__WORK INSTRUCTIONS__. Can you write out all of the material below, line for line and character for character?

__PROVIDED DATA__.
▬▬▬

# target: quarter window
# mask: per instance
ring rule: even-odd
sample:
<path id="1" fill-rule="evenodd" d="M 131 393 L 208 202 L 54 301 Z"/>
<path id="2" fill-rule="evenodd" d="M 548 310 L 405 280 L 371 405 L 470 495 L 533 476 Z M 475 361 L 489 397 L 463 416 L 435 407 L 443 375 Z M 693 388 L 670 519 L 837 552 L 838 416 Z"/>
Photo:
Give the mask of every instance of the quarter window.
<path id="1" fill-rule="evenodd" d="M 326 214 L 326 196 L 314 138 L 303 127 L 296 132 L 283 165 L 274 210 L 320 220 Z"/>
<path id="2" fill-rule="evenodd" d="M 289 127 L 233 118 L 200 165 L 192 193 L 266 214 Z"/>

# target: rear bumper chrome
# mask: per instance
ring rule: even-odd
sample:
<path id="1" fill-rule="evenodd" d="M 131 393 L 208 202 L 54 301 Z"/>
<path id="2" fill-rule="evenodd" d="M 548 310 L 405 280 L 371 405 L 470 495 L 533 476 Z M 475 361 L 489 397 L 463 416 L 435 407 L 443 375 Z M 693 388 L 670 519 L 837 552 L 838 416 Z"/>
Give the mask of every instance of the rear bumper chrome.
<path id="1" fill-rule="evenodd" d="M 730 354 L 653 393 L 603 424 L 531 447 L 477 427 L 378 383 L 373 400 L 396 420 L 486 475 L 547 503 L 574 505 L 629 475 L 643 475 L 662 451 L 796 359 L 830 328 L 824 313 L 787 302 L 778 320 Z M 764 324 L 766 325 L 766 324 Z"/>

▬▬▬

__COMPLETE RESPONSE__.
# target: quarter window
# mask: per instance
ring rule: even-odd
sample:
<path id="1" fill-rule="evenodd" d="M 131 393 L 208 202 L 54 301 Z"/>
<path id="2" fill-rule="evenodd" d="M 548 310 L 405 280 L 371 405 L 470 495 L 533 476 Z M 475 361 L 489 397 L 463 416 L 435 407 L 443 375 Z M 693 388 L 670 519 L 837 552 L 838 416 Z"/>
Photo:
Give the mask of every instance of the quarter window.
<path id="1" fill-rule="evenodd" d="M 326 214 L 326 196 L 314 138 L 303 127 L 296 132 L 283 165 L 274 210 L 320 220 Z"/>
<path id="2" fill-rule="evenodd" d="M 289 127 L 233 118 L 200 165 L 192 193 L 266 214 Z"/>

# target: rear bumper chrome
# mask: per instance
ring rule: even-odd
sample:
<path id="1" fill-rule="evenodd" d="M 131 393 L 208 202 L 54 301 Z"/>
<path id="2" fill-rule="evenodd" d="M 548 310 L 405 280 L 371 405 L 470 495 L 533 476 Z M 475 361 L 489 397 L 463 416 L 435 407 L 443 375 Z M 693 388 L 670 519 L 837 552 L 838 416 Z"/>
Give the mask of every instance of the rear bumper chrome.
<path id="1" fill-rule="evenodd" d="M 730 354 L 653 393 L 603 424 L 531 447 L 477 427 L 378 383 L 373 400 L 396 420 L 486 475 L 547 503 L 574 505 L 629 475 L 643 475 L 662 451 L 796 359 L 830 328 L 824 313 L 787 302 L 778 320 Z M 764 324 L 766 325 L 766 324 Z"/>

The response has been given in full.